Render every line of the data below as a numbered list, skipping any blank lines. Leave the pictures out of your answer.

#### [Position identification records]
====

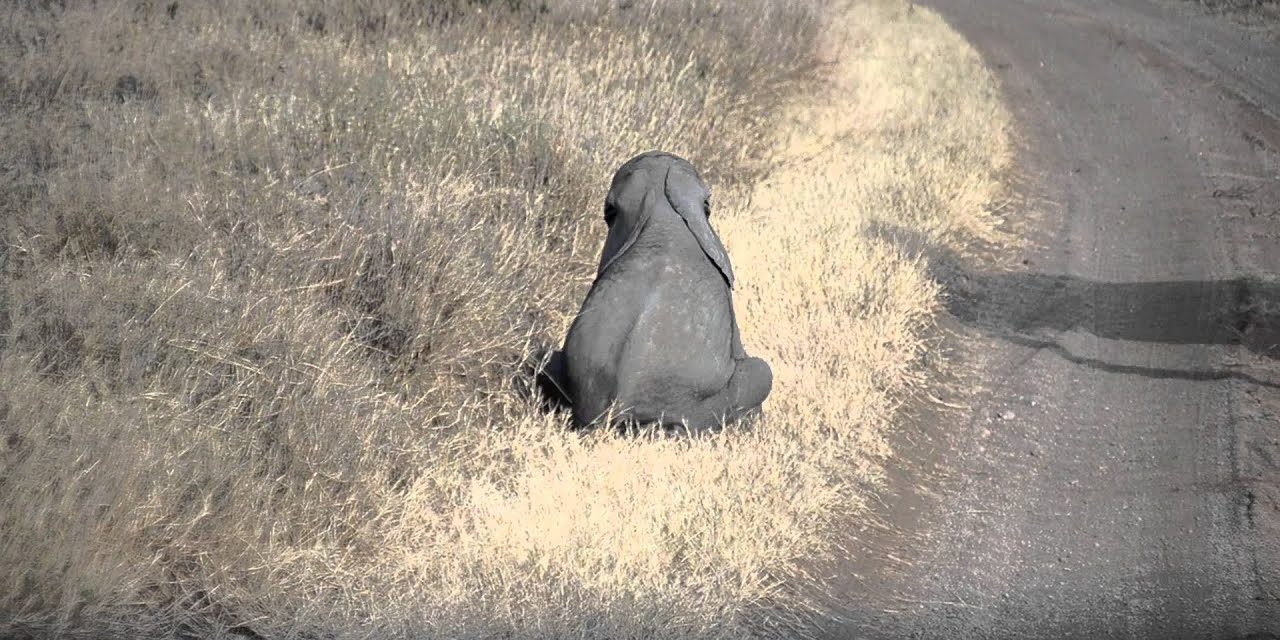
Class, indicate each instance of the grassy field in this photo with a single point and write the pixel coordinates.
(270, 273)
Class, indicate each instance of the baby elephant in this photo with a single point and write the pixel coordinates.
(656, 339)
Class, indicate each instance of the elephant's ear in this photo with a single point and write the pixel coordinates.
(624, 229)
(688, 196)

====

#### [EXERCISE ANSWER]
1. Class, indicate each instance of the grassy field in this photo with a single point and write the pixel coordinates.
2. (270, 273)
3. Class, indicate each instance of the baby elephant in this photo with a single point and write the pixel coordinates.
4. (656, 339)
5. Class, indicate each instance of the elephant's ear in this photo with a single point and write the pixel coordinates.
6. (624, 229)
7. (688, 196)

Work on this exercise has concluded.